Dataset rows on where objects shown in images appear:

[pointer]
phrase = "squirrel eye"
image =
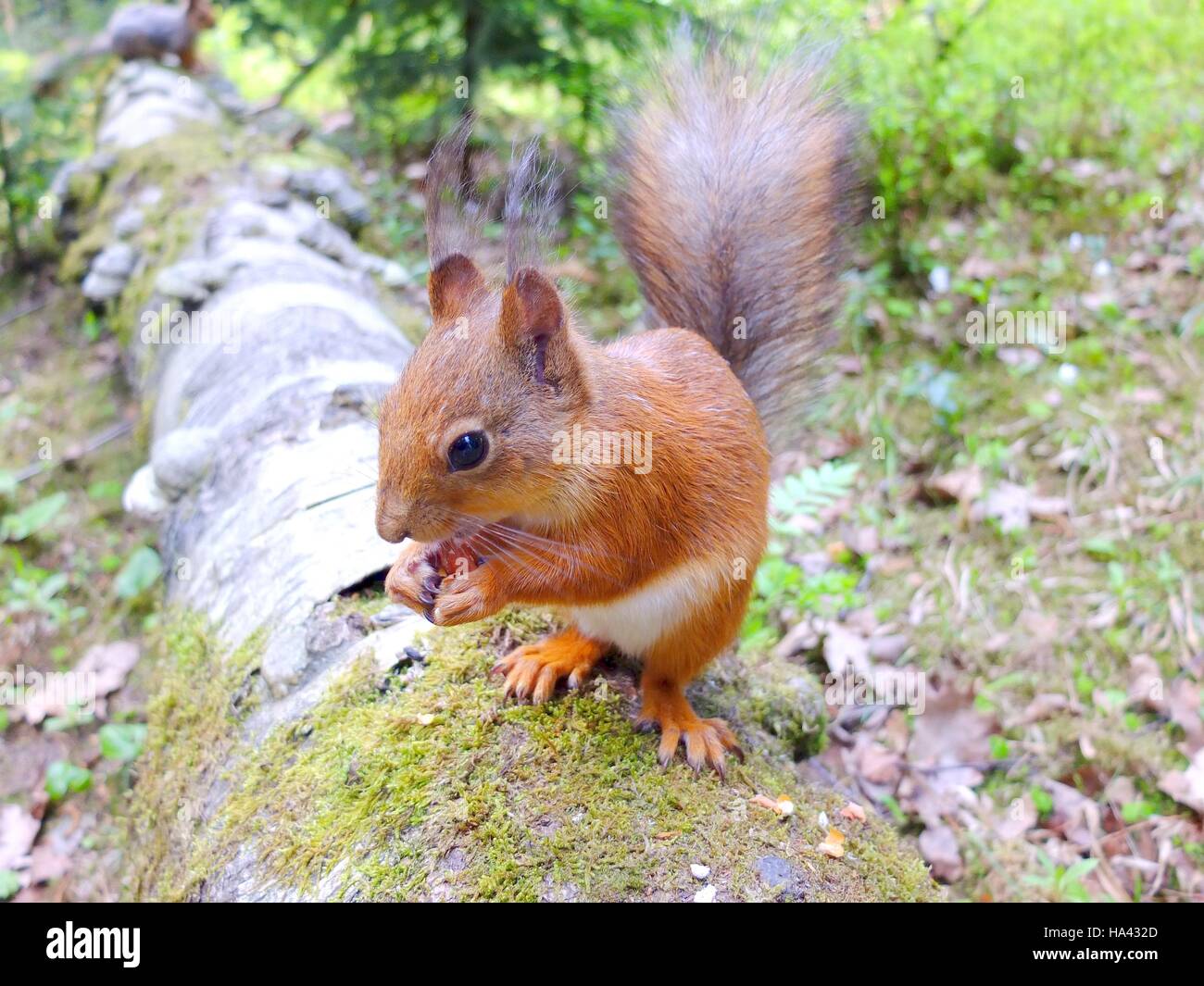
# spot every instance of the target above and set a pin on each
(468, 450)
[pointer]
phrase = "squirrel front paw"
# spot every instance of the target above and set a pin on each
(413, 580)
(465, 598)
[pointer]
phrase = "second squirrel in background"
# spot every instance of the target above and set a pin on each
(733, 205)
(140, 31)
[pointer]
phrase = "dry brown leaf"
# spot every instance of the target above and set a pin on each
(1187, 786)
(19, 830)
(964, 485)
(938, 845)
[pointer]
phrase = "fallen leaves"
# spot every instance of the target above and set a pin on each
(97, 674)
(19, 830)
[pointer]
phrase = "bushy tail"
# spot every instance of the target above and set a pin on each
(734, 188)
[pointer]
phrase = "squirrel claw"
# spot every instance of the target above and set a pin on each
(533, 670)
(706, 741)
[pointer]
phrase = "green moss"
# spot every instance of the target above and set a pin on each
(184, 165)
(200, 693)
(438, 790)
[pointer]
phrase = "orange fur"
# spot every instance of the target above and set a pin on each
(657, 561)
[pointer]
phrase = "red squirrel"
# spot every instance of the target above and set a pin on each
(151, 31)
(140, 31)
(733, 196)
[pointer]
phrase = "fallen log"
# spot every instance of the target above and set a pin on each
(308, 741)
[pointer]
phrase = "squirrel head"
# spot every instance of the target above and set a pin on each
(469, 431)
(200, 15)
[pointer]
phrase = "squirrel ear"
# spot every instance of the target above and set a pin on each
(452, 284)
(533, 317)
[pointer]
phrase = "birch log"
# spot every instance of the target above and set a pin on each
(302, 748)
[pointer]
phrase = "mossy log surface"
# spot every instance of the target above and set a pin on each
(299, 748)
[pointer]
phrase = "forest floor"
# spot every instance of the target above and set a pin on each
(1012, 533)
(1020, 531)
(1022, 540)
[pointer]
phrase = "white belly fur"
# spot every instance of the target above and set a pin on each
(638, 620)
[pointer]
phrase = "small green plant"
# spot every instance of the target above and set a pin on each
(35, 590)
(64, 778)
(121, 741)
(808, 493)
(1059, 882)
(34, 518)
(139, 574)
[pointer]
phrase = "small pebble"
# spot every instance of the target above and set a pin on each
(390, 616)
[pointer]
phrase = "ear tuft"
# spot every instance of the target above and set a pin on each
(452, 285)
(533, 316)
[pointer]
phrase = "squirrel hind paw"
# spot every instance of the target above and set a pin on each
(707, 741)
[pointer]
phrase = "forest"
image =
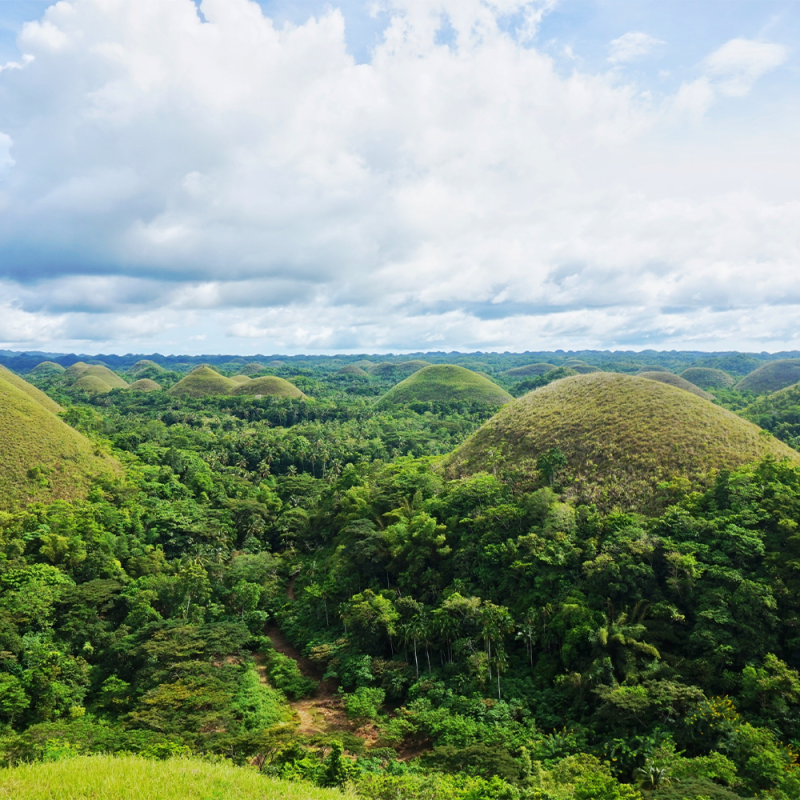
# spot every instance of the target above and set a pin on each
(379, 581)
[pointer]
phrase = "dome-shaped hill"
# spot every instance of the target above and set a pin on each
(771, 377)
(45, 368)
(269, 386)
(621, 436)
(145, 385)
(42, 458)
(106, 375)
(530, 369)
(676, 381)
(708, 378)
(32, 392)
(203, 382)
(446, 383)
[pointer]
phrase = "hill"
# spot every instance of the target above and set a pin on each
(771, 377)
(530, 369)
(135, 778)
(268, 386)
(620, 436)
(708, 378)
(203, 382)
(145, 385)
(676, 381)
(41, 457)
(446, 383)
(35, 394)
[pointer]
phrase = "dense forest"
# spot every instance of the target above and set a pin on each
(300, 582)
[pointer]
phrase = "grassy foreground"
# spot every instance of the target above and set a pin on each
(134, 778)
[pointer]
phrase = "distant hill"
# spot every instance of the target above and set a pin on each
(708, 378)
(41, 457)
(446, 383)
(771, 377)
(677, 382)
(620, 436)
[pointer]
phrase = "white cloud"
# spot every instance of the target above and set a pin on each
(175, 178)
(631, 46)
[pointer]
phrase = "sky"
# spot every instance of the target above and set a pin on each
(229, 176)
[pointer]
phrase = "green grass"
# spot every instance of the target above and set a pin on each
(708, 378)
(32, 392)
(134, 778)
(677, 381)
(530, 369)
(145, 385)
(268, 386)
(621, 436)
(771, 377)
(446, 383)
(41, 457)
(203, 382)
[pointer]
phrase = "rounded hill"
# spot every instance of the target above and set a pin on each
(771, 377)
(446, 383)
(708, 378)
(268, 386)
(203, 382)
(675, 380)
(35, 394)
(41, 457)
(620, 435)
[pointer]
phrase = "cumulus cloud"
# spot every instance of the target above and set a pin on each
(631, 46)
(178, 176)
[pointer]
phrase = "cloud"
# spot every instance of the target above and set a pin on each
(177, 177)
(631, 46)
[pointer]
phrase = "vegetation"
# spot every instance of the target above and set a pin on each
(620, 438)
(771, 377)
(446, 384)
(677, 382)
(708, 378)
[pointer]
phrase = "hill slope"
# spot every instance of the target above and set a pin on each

--

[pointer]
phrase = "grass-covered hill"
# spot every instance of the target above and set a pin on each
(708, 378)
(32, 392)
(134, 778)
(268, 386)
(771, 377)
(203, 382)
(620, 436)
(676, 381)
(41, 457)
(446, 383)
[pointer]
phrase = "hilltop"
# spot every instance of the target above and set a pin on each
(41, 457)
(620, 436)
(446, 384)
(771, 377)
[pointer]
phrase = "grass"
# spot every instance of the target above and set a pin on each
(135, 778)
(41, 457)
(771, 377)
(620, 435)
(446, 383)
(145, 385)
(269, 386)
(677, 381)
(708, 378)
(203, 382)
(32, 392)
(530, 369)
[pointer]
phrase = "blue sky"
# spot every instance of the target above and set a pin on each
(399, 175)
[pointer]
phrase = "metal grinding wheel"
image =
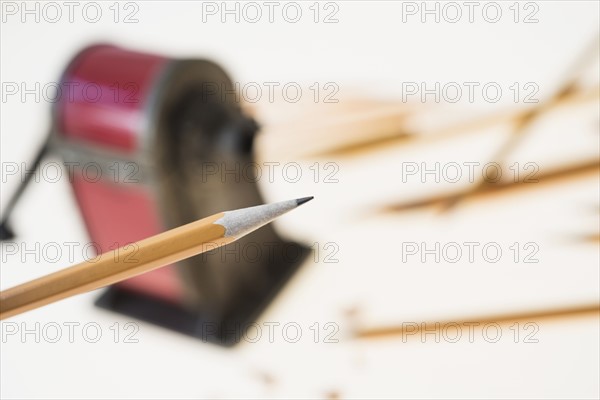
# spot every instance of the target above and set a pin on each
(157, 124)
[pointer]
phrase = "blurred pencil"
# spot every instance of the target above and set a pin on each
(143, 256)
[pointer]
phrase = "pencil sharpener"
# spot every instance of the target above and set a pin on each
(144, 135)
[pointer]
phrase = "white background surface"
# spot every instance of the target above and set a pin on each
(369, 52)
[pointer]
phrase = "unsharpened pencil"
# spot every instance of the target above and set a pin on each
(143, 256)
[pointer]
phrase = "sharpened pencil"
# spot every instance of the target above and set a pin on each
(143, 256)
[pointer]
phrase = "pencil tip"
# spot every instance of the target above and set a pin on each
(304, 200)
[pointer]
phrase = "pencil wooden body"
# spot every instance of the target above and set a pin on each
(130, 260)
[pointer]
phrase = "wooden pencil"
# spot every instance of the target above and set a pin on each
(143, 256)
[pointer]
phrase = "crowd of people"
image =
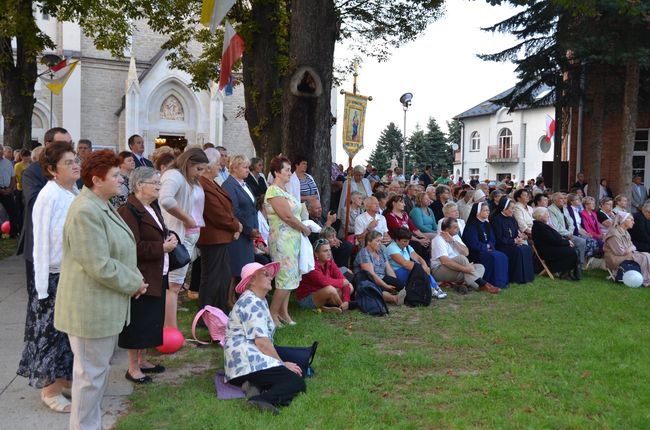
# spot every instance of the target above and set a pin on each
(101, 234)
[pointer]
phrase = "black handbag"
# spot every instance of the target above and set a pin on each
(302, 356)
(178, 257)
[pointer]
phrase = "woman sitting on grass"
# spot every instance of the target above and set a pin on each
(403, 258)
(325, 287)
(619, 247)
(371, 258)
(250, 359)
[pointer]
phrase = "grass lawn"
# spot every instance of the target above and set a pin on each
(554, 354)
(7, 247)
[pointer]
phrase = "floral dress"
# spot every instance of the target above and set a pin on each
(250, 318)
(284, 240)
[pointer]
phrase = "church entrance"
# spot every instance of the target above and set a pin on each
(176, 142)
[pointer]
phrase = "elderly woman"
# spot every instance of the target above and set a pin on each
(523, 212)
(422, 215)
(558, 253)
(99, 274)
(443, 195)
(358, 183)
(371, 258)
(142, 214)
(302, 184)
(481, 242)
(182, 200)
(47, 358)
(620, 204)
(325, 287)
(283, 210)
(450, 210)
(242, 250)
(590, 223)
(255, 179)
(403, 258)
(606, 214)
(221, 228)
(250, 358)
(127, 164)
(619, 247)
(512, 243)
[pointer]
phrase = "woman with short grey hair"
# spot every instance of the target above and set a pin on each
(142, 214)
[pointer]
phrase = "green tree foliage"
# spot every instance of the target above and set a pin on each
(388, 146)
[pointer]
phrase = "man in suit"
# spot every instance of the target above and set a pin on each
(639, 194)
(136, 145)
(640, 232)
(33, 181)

### [EXERCISE INSTRUCTIONS]
Locate every line in the records that contains the word "cloud" and copy each of those lines.

### [EXERCISE RESPONSE]
phrase = "white cloud"
phrase = "cumulus cloud"
phrase = "cloud"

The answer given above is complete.